The anonymity of internet provides me the possibility of being petty, jealous , unreasonable and plain and simple wrong without the fear of being judged by another person.
No one here knows who I am and even if you think I am the most ridiculous person it doesn't matter. The people I care about will never read this.
This is my way of venting out my frustrations, sadness and failures and putting it out there gives me a feeling of sharing. I have realized that as an individual I am not good at sharing even with the people closest to me. I am scared to show my weakness or burdening them with my insecurities. I like coming across someone who has a handle on things but to be truthful sometimes I am the most clueless person going around.
I have the most loving husband and family but I still cry in my car because I don't want them to see me as weak.
Lets just say I have not had the easiest time in the last 5 years. Life has given me lemons and I have made margaritas but 4 years later I feel the fight in me is dying and I am engulfed with this sudden sadness at times for which I have no cure,
Could be it postpartum depression? I had a baby recently so maybe it's that or maybe it is me trying to intellectualize something and not acknowledging that I am actually not as strong as I always thought I was.
So to give myself some semblance of sharing I am starting this blog where I share my deep dark secrets which I have not shared with anyone.

* Supplied material
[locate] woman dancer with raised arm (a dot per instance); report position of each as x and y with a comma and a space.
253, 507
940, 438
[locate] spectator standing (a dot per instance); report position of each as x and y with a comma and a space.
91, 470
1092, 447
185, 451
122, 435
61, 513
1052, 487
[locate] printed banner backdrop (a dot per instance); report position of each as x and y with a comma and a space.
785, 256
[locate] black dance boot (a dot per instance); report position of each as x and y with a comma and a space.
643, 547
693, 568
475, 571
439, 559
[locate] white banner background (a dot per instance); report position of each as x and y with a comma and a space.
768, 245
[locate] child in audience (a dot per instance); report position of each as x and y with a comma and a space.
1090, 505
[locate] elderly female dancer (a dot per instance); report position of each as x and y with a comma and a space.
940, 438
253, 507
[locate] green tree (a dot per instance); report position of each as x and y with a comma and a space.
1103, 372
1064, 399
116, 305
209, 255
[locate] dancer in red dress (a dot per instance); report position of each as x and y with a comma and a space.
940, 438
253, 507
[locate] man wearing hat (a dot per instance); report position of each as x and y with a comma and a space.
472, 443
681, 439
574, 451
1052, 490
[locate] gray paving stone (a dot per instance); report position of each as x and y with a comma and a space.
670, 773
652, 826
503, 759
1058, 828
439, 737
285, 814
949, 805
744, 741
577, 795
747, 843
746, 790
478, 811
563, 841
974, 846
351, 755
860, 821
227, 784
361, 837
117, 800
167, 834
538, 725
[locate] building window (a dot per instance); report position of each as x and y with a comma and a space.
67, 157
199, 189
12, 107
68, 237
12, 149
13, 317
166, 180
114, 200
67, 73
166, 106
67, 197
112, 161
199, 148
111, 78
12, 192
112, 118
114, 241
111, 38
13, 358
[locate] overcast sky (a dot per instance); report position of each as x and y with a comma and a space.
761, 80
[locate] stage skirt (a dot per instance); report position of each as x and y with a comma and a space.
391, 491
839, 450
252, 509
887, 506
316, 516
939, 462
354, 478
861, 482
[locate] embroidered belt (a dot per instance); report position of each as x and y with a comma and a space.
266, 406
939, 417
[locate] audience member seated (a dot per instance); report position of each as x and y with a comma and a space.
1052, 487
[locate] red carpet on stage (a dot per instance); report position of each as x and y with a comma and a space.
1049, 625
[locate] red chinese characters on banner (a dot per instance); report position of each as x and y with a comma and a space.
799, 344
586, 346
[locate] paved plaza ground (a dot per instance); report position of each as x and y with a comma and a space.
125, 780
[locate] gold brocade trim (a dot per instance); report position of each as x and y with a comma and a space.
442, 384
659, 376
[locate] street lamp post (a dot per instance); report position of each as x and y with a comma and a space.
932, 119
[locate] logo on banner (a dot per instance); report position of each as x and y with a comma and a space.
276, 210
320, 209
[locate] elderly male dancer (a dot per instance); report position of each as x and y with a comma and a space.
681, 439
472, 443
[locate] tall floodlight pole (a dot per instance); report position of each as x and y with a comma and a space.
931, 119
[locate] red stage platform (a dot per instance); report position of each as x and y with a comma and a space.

* Explore the material
**A.** Answer these questions about the blog post:
(i) Where does the writer cry so the family won't see?
(ii) What did the writer make when life gave lemons?
(iii) What recent event does the writer mention as a possible cause of the sadness?
**B.** Quote the blog post word for word, beginning at the words "The anonymity of" and stopping after "by another person.".

* Per-task answers
**A.**
(i) In the car.
(ii) Margaritas.
(iii) Having a baby recently.

**B.**
The anonymity of internet provides me the possibility of being petty, jealous , unreasonable and plain and simple wrong without the fear of being judged by another person.